---------- EXTRACTED INFORMATION ----------

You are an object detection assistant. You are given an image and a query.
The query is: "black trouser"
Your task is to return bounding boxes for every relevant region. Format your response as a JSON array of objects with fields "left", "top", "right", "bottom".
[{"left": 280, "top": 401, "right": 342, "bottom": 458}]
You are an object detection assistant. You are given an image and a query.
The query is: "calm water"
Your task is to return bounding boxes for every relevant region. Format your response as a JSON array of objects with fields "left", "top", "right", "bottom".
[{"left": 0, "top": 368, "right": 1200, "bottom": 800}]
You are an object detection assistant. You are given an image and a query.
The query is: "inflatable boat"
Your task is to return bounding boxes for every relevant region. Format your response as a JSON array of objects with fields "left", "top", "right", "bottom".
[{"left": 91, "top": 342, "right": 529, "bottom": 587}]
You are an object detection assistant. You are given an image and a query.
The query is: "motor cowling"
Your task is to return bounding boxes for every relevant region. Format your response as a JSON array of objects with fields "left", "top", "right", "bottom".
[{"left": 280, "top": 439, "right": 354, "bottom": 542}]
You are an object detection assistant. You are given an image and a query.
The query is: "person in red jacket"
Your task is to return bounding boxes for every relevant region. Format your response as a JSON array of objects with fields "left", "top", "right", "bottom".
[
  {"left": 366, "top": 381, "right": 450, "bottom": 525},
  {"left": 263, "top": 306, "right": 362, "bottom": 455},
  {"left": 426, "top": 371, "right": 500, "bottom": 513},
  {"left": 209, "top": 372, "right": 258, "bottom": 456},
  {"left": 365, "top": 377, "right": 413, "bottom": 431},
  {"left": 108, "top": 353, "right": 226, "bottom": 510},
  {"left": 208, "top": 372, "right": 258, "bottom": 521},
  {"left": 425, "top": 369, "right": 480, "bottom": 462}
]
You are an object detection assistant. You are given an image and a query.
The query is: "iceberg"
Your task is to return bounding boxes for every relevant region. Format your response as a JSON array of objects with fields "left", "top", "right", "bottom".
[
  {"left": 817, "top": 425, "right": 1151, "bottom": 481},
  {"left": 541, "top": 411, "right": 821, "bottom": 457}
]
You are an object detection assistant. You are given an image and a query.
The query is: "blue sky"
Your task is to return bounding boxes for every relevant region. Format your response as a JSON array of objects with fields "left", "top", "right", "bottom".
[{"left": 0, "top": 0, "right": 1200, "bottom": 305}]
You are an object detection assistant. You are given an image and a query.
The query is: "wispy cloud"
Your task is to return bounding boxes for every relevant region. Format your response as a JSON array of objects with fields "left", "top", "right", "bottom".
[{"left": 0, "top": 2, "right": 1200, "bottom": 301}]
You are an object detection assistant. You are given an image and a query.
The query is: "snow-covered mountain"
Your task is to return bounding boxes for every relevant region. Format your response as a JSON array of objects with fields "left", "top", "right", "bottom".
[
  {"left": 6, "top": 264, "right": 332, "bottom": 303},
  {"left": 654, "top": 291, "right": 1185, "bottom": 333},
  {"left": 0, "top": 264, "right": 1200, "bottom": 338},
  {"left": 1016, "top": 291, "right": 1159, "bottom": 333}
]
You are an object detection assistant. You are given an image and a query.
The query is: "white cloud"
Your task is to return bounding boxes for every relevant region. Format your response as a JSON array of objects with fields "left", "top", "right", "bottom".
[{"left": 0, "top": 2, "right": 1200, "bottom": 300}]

----------

**INSTRUCTIONS FOR THE TASK**
Extract every entry above as it appears.

**ANSWER TO THIS TASK**
You are an object detection assistant. You are given an image and a query.
The query is: "black trouser"
Your task is to return bounding boxes for every relevant region. Format your response as a JSON array of objects with fields "left", "top", "right", "bottom".
[{"left": 280, "top": 401, "right": 342, "bottom": 458}]
You are an object detection assistant. You are given an image and a query.
The query is: "calm water"
Your task is to return bounding boxes for every relevant region. Format your response as a JSON array of objects with fields "left", "top", "right", "bottom".
[{"left": 0, "top": 368, "right": 1200, "bottom": 800}]
You are an object detection assistant. You are given an image and a query.
The query is: "inflatable boat"
Your task is to return bounding boxes for every relevant region. Format your response as a JSON array of objects with fields "left", "top", "right", "bottom".
[{"left": 91, "top": 342, "right": 529, "bottom": 587}]
You are an object detection assistant. You are given an image and a query.
The query is: "motor cowling"
Your task is to return bounding boxes for every relevant region. Format your response as a JSON array of objects with fields "left", "top", "right", "bottom".
[{"left": 280, "top": 439, "right": 354, "bottom": 542}]
You are an object detection assistant. You are given an image and a query.
The query is: "person in red jacket"
Your task is to return bounding boxes for every relevant region. Format your response as a JSON array of objects with fields "left", "top", "right", "bottom".
[
  {"left": 366, "top": 381, "right": 450, "bottom": 525},
  {"left": 263, "top": 306, "right": 362, "bottom": 455},
  {"left": 426, "top": 371, "right": 500, "bottom": 513},
  {"left": 209, "top": 372, "right": 258, "bottom": 456},
  {"left": 365, "top": 377, "right": 413, "bottom": 431},
  {"left": 108, "top": 353, "right": 226, "bottom": 510},
  {"left": 208, "top": 372, "right": 258, "bottom": 521},
  {"left": 425, "top": 369, "right": 480, "bottom": 462}
]
You are an object detection assistant. You are given an image and a query.
The query is: "iceberg"
Your task is to return bounding boxes for every relevant region. Format your response as a JSON array of objects with fields "left", "top", "right", "bottom".
[
  {"left": 817, "top": 425, "right": 1151, "bottom": 481},
  {"left": 541, "top": 411, "right": 821, "bottom": 457}
]
You are an object detection assistant. You are given an image and a query.
The query is: "blue sky"
Your task is to return bounding boxes for every relevant region. Format your response as a JSON array of objects with fields "left", "top", "right", "bottom".
[{"left": 0, "top": 0, "right": 1200, "bottom": 305}]
You are an object detection assistant. You are given an image and a query.
The query is: "wispy cloud"
Your task is to return bounding boxes for every relevant region. Format your response as a JSON array of objects with fields "left", "top", "right", "bottom".
[{"left": 0, "top": 2, "right": 1200, "bottom": 301}]
You are an object detection assistant. You are given an image and a query.
The query is: "snow-covered mountain"
Your task is to return bounding boxes for every relevant region. Format your response as a JSON array of objects with fields "left", "top", "right", "bottom".
[
  {"left": 6, "top": 264, "right": 332, "bottom": 303},
  {"left": 654, "top": 291, "right": 1185, "bottom": 333},
  {"left": 0, "top": 264, "right": 1200, "bottom": 338},
  {"left": 1016, "top": 291, "right": 1159, "bottom": 333}
]
You are an object detection assistant. You are given an image and a query.
The query is: "white cloud"
Your task is to return bounding boxes for every relevant region. Format your response as a JSON array of objects with fields "left", "top", "right", "bottom".
[{"left": 0, "top": 2, "right": 1200, "bottom": 300}]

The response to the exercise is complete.